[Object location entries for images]
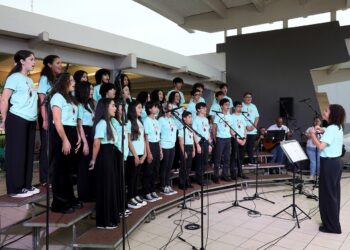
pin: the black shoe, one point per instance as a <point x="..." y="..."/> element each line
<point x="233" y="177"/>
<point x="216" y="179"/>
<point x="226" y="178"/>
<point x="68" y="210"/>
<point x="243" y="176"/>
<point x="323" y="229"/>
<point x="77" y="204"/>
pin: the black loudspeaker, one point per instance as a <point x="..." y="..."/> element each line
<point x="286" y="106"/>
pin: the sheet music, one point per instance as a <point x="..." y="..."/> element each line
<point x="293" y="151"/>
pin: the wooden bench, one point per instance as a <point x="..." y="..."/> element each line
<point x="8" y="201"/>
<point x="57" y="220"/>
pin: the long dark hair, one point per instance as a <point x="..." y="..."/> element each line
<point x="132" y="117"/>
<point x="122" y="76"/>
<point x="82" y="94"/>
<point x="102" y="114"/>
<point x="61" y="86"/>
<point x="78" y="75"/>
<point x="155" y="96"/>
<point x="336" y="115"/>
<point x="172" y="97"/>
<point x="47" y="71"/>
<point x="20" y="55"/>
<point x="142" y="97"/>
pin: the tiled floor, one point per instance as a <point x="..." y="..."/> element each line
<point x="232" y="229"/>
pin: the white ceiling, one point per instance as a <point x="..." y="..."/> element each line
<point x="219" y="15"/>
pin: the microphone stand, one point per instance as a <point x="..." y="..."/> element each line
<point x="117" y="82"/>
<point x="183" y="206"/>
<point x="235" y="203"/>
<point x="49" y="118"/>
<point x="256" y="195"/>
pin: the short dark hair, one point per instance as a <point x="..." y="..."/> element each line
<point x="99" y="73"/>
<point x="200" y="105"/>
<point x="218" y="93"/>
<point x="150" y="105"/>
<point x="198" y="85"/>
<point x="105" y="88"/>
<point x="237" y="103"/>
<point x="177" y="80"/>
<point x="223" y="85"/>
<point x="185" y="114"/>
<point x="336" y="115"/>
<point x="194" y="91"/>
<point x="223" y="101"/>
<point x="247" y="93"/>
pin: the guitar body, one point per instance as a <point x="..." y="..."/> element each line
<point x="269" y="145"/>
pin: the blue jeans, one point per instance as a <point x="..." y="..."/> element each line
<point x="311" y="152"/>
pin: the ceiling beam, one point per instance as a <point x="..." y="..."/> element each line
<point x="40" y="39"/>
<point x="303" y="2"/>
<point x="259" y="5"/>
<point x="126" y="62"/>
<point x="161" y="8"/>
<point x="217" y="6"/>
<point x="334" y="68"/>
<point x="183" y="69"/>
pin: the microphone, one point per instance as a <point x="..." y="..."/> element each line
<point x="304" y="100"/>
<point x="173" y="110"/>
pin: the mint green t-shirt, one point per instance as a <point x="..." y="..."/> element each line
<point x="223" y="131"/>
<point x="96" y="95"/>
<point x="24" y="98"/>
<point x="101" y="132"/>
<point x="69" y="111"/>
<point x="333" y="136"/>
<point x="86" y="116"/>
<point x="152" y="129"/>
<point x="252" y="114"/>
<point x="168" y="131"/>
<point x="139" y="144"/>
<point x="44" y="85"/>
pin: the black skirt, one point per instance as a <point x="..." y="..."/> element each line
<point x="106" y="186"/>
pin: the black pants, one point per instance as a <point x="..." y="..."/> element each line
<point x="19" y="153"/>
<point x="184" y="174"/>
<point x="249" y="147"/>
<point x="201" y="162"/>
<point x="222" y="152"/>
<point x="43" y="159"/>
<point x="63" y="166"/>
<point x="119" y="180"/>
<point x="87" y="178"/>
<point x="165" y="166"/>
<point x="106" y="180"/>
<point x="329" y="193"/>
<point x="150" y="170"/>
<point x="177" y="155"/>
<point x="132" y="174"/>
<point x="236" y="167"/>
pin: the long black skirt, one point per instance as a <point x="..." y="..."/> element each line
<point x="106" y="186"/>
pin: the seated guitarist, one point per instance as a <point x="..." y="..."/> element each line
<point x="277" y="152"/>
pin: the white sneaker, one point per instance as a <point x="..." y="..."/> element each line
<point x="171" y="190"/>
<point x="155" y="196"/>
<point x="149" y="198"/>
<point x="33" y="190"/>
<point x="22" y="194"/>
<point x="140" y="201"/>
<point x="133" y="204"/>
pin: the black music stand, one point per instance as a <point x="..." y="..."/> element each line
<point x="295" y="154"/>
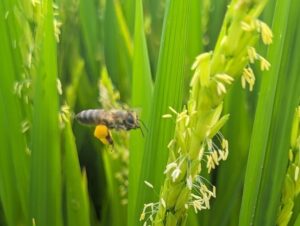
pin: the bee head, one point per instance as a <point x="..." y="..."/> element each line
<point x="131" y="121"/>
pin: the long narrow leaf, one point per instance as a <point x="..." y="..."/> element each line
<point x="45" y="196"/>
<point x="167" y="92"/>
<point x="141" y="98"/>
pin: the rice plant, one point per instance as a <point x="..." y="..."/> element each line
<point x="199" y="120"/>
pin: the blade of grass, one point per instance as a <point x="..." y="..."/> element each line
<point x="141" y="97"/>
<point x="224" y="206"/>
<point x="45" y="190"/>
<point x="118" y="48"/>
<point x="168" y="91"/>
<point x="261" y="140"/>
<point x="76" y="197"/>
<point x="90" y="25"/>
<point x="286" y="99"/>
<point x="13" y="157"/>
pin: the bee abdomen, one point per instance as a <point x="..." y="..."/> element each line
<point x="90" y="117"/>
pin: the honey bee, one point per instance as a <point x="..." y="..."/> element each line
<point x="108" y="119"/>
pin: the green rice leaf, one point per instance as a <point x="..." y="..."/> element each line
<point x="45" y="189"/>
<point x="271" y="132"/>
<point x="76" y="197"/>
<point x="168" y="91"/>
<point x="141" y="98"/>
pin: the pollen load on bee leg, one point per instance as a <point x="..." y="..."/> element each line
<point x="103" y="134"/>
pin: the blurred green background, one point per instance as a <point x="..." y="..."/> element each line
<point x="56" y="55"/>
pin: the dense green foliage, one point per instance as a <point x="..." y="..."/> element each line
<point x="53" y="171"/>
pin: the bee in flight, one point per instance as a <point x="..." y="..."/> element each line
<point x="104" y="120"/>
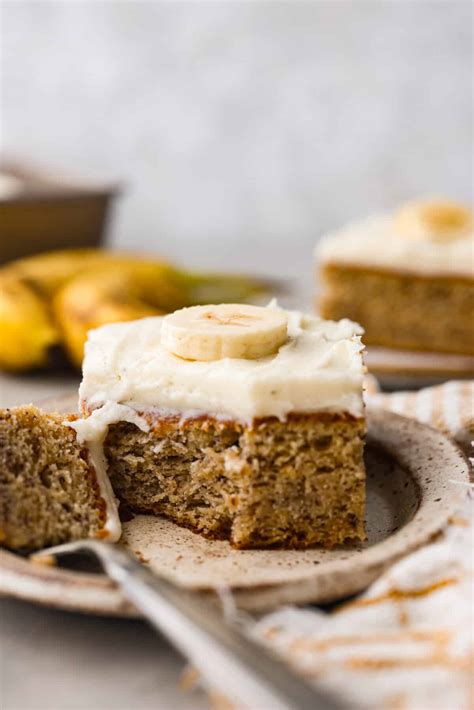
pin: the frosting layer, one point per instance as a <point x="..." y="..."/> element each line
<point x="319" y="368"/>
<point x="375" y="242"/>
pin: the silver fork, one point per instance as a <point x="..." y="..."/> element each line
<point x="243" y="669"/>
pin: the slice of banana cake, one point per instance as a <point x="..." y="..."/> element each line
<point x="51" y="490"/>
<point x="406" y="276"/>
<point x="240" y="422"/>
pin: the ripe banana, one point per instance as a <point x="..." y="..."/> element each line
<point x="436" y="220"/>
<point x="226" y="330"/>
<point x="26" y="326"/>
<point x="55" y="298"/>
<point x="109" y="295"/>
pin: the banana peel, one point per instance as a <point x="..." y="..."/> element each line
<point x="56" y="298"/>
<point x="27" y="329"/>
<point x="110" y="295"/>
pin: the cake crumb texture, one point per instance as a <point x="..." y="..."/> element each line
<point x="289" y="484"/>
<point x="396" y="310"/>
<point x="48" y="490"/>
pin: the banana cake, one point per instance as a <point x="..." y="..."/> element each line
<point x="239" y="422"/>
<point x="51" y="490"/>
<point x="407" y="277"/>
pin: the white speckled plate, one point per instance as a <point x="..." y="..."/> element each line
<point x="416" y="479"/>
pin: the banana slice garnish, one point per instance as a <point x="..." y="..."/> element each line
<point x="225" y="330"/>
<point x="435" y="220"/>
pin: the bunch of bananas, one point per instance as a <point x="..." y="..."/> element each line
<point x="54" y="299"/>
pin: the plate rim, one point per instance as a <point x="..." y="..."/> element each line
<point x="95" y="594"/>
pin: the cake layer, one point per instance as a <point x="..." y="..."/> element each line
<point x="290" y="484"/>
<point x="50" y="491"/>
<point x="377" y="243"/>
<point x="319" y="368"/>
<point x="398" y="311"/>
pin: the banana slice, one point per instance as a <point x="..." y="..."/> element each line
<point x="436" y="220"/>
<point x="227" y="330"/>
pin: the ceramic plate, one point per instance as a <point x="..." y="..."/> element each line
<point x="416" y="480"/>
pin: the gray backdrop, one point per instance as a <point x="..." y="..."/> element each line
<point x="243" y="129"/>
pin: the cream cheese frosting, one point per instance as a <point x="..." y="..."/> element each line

---

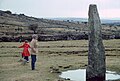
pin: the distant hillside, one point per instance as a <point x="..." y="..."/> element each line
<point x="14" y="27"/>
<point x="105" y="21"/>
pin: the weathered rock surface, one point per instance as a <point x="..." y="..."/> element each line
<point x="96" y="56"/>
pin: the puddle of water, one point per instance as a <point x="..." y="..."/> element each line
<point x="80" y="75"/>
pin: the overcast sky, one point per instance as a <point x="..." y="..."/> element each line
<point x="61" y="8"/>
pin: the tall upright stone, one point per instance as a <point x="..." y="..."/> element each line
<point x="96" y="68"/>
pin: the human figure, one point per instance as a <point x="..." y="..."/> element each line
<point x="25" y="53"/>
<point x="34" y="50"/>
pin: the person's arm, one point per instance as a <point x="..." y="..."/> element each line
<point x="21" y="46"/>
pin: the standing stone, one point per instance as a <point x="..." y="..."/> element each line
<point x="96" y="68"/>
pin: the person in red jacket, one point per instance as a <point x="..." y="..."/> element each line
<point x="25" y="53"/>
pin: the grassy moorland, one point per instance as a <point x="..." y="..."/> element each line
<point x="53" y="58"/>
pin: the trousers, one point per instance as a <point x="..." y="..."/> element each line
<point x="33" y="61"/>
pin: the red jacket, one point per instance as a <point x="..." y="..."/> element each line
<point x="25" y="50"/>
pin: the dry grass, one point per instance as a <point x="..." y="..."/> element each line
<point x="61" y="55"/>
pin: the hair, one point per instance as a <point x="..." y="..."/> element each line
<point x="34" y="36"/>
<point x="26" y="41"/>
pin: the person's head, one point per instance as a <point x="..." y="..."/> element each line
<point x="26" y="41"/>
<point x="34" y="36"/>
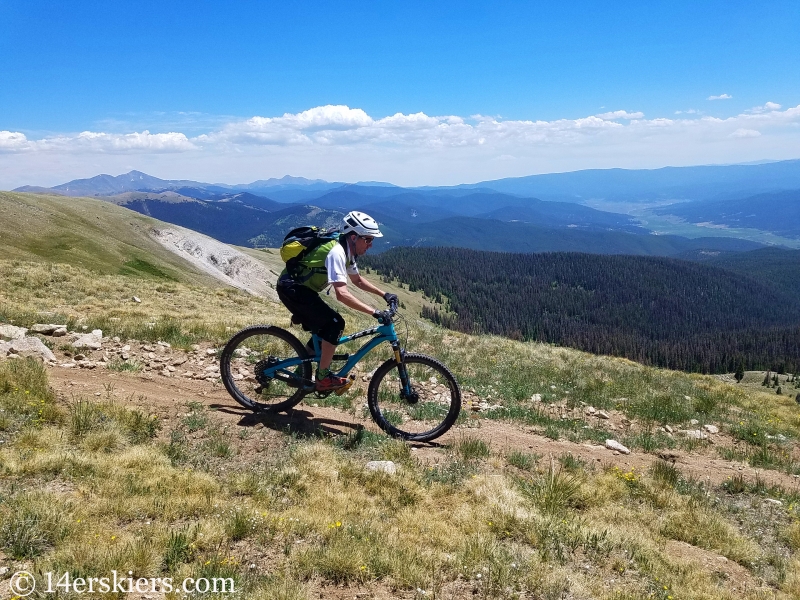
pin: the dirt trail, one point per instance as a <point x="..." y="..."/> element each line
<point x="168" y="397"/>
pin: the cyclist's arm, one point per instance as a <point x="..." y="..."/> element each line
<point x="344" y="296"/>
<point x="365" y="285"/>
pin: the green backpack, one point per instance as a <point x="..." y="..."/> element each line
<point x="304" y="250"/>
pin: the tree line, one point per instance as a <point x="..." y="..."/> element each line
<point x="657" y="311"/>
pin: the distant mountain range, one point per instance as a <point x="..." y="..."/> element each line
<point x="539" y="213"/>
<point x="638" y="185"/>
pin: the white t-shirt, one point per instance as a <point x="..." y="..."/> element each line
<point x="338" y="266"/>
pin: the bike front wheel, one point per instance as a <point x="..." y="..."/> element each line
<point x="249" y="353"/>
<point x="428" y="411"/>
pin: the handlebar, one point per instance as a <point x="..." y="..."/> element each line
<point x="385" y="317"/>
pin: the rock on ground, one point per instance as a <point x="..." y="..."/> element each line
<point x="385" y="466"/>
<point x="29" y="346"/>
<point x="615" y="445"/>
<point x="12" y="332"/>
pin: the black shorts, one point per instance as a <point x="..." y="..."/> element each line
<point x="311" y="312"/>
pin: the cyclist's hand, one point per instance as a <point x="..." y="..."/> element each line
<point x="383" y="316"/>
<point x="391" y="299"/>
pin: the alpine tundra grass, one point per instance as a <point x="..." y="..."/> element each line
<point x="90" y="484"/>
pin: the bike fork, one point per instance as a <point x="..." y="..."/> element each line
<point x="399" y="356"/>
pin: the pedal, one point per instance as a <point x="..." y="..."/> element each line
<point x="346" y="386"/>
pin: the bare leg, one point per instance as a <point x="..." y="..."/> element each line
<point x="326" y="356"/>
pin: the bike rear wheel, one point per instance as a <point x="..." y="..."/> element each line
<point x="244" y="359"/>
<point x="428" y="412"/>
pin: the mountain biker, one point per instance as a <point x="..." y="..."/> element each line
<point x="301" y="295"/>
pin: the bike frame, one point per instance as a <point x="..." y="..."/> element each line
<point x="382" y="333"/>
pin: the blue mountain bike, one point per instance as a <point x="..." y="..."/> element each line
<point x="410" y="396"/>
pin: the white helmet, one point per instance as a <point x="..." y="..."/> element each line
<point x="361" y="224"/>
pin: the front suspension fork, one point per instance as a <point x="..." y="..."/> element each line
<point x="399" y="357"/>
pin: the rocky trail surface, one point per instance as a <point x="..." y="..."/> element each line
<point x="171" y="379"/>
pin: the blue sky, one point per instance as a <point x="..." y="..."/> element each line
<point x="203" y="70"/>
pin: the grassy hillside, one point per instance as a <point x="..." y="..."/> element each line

What the task asks
Present the data from the line containing "pin: the blue mountain" through the line containing "pin: the grassy hillside, one" as a numbered list, omitting any blank lines.

Correct result
1. pin: the blue mountain bike, one point per instance as a <point x="..." y="..."/> element each line
2. <point x="410" y="396"/>
3. pin: the white helmet, one point per instance as a <point x="..." y="..."/> element each line
4. <point x="361" y="224"/>
5. pin: the front suspension fork, one point per instance as a <point x="..." y="..."/> element each line
6. <point x="399" y="357"/>
7. pin: the rocky trail surface, one point per instance as a <point x="..." y="..."/> element each line
8. <point x="171" y="379"/>
9. pin: the blue sky, one point per instance as a <point x="..." y="..."/> element each line
10. <point x="203" y="70"/>
11. pin: the grassy hillside, one point per instance as a <point x="..." y="..."/> element each line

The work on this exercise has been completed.